Exercise objective: All records below should be repeated exactly, with the pictures left out.

Annotated photo localization data:

·····

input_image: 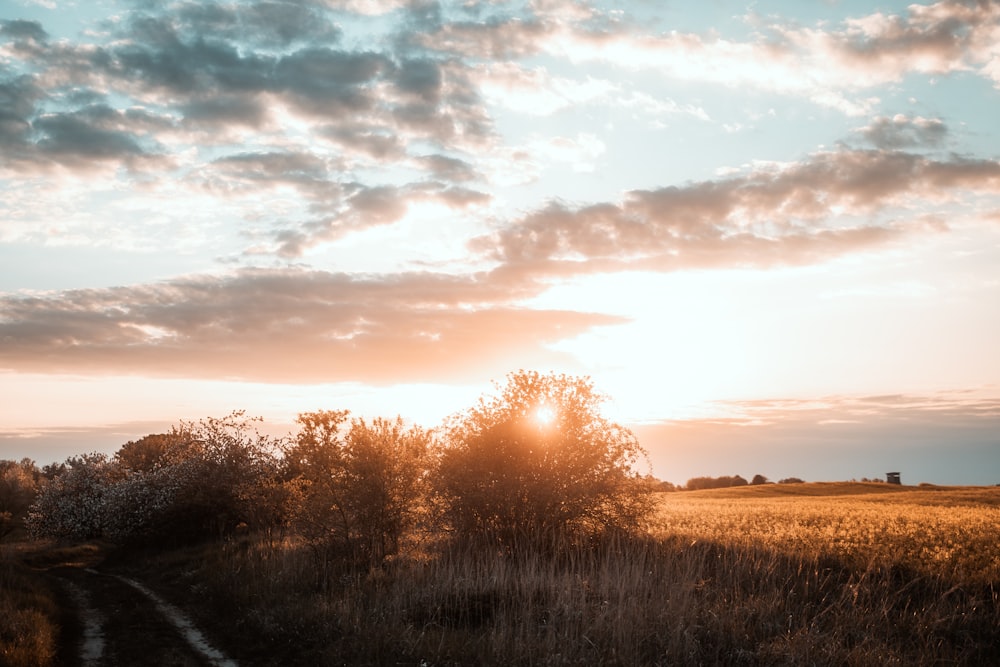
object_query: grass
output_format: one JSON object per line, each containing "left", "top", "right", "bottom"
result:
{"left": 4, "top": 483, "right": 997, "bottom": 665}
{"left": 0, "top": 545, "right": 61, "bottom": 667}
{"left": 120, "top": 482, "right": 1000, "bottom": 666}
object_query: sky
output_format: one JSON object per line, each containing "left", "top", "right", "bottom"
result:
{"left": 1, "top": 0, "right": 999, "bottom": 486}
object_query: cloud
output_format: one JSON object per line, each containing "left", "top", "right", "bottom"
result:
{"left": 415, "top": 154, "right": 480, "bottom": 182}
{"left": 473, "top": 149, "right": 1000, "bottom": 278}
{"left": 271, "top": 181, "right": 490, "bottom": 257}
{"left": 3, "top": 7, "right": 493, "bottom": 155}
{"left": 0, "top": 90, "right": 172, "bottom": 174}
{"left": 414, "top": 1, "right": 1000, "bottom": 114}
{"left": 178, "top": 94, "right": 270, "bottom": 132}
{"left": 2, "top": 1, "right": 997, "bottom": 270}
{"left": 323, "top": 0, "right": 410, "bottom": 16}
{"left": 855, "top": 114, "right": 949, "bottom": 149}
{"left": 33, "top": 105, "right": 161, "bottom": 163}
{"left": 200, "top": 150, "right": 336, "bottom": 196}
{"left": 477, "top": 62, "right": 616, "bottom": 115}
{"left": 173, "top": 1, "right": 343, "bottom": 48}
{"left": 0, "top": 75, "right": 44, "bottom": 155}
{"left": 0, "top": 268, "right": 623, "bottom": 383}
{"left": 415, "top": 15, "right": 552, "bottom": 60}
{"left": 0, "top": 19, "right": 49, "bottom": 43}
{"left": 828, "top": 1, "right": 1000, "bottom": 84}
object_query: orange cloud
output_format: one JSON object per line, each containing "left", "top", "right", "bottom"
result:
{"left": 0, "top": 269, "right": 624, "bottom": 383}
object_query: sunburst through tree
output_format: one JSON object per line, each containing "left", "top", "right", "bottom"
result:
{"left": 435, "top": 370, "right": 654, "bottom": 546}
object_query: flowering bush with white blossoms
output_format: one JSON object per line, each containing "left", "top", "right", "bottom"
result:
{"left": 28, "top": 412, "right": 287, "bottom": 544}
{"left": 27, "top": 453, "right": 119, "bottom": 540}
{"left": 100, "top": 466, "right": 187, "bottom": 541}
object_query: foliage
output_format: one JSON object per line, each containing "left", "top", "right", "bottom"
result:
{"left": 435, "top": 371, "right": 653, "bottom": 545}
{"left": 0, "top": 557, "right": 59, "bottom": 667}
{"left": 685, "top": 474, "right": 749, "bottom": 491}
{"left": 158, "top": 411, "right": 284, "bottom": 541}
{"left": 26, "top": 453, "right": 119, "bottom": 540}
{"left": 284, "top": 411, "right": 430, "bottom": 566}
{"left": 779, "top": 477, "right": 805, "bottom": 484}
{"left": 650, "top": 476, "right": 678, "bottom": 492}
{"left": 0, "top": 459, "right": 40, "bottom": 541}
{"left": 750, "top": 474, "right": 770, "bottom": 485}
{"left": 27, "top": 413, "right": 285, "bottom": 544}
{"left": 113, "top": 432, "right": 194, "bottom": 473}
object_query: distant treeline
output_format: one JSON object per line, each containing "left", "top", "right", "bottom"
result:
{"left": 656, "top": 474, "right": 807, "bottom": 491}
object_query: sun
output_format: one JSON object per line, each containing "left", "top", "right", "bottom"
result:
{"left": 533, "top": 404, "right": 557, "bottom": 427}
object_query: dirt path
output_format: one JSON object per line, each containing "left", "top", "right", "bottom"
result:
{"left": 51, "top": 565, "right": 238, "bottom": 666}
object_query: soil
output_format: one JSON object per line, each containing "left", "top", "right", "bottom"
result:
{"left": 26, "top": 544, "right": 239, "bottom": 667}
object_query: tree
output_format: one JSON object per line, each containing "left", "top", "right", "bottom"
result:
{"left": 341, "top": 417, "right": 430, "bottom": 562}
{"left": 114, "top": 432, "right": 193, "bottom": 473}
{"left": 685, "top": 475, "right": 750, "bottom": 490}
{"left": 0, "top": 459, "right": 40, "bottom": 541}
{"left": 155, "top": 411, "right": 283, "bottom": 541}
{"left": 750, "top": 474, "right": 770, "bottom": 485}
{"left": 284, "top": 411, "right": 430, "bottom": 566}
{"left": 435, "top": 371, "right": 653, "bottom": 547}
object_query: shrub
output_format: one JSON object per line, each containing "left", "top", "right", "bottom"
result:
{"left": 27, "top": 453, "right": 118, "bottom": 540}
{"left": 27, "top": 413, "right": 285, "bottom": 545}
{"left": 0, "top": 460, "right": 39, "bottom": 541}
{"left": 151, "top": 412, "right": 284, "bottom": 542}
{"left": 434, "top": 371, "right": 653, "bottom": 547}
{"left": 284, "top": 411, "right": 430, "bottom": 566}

·····

Response:
input_image: 
object_query: grass
output_format: one JSON object per line, each containing "left", "top", "right", "bottom"
result:
{"left": 4, "top": 483, "right": 997, "bottom": 665}
{"left": 0, "top": 545, "right": 61, "bottom": 667}
{"left": 120, "top": 482, "right": 1000, "bottom": 666}
object_query: sky
output_format: one JSON object per line, each containing "left", "top", "right", "bottom"
result:
{"left": 1, "top": 0, "right": 999, "bottom": 486}
object_query: cloud
output_format: one JSON object per line, each containing "left", "top", "right", "bottom"
result:
{"left": 415, "top": 154, "right": 480, "bottom": 182}
{"left": 473, "top": 149, "right": 1000, "bottom": 278}
{"left": 271, "top": 181, "right": 490, "bottom": 257}
{"left": 3, "top": 7, "right": 493, "bottom": 155}
{"left": 0, "top": 90, "right": 172, "bottom": 174}
{"left": 414, "top": 1, "right": 1000, "bottom": 114}
{"left": 178, "top": 94, "right": 270, "bottom": 132}
{"left": 2, "top": 1, "right": 997, "bottom": 270}
{"left": 323, "top": 0, "right": 410, "bottom": 16}
{"left": 855, "top": 114, "right": 949, "bottom": 149}
{"left": 33, "top": 105, "right": 161, "bottom": 163}
{"left": 200, "top": 150, "right": 336, "bottom": 196}
{"left": 477, "top": 62, "right": 616, "bottom": 115}
{"left": 173, "top": 1, "right": 343, "bottom": 48}
{"left": 0, "top": 75, "right": 44, "bottom": 155}
{"left": 0, "top": 268, "right": 623, "bottom": 383}
{"left": 415, "top": 15, "right": 552, "bottom": 60}
{"left": 0, "top": 19, "right": 49, "bottom": 43}
{"left": 828, "top": 1, "right": 1000, "bottom": 84}
object_query: orange cloud
output_format: one JSON object per line, each containing "left", "top", "right", "bottom"
result:
{"left": 0, "top": 269, "right": 624, "bottom": 383}
object_query: sunburst through tree
output_format: one JSON object per line, each containing "left", "top", "right", "bottom"
result:
{"left": 435, "top": 370, "right": 654, "bottom": 546}
object_query: flowering bush with white blossoms
output_format: one JSON object per line, each containing "left", "top", "right", "bottom"
result:
{"left": 28, "top": 412, "right": 287, "bottom": 544}
{"left": 27, "top": 453, "right": 119, "bottom": 540}
{"left": 100, "top": 466, "right": 187, "bottom": 541}
object_query: foliage
output_format: one JSON object per line, each containing "left", "top", "right", "bottom"
result:
{"left": 435, "top": 371, "right": 653, "bottom": 545}
{"left": 0, "top": 557, "right": 59, "bottom": 667}
{"left": 685, "top": 474, "right": 749, "bottom": 491}
{"left": 158, "top": 411, "right": 284, "bottom": 541}
{"left": 26, "top": 453, "right": 119, "bottom": 540}
{"left": 284, "top": 411, "right": 430, "bottom": 566}
{"left": 779, "top": 477, "right": 805, "bottom": 484}
{"left": 650, "top": 476, "right": 678, "bottom": 492}
{"left": 0, "top": 459, "right": 40, "bottom": 541}
{"left": 750, "top": 474, "right": 770, "bottom": 485}
{"left": 27, "top": 413, "right": 285, "bottom": 544}
{"left": 113, "top": 432, "right": 194, "bottom": 473}
object_query: distant treeline
output_format: one JSON object per line, each containing "left", "top", "right", "bottom"
result:
{"left": 656, "top": 474, "right": 807, "bottom": 491}
object_query: sun
output_format: one JSON object per line, each containing "left", "top", "right", "bottom"
result:
{"left": 533, "top": 404, "right": 557, "bottom": 427}
object_query: dirt path
output_format: one JSON object per line, each containing "left", "top", "right", "bottom"
result:
{"left": 51, "top": 565, "right": 238, "bottom": 666}
object_query: soil
output_format: one JSON object per line, each containing "left", "top", "right", "bottom"
result:
{"left": 26, "top": 544, "right": 239, "bottom": 667}
object_query: tree
output_format: one JSON object per line, each containing "left", "top", "right", "bottom"
result:
{"left": 341, "top": 417, "right": 430, "bottom": 562}
{"left": 114, "top": 432, "right": 193, "bottom": 473}
{"left": 685, "top": 475, "right": 750, "bottom": 490}
{"left": 0, "top": 459, "right": 40, "bottom": 541}
{"left": 155, "top": 411, "right": 283, "bottom": 541}
{"left": 750, "top": 474, "right": 770, "bottom": 485}
{"left": 284, "top": 411, "right": 430, "bottom": 566}
{"left": 435, "top": 371, "right": 653, "bottom": 547}
object_query: shrub
output_format: one JSON object per line, each containing "left", "top", "right", "bottom"
result:
{"left": 27, "top": 453, "right": 118, "bottom": 540}
{"left": 27, "top": 413, "right": 285, "bottom": 545}
{"left": 0, "top": 460, "right": 39, "bottom": 541}
{"left": 151, "top": 412, "right": 284, "bottom": 542}
{"left": 434, "top": 371, "right": 653, "bottom": 547}
{"left": 284, "top": 411, "right": 430, "bottom": 566}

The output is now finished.